Input records:
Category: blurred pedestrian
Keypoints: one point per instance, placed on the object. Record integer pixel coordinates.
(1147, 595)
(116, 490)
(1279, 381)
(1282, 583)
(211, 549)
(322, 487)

Requirement:
Please convert every line of the data above into a JSON list of strings, with one string per line and no blank lines.

Correct output:
[
  "Category: blurred pedestrian",
  "Keypoints: one point per instance, placed on the object. Record integer pixel coordinates.",
  "(1147, 595)",
  "(116, 490)",
  "(1279, 381)",
  "(1282, 583)",
  "(211, 549)",
  "(322, 487)"
]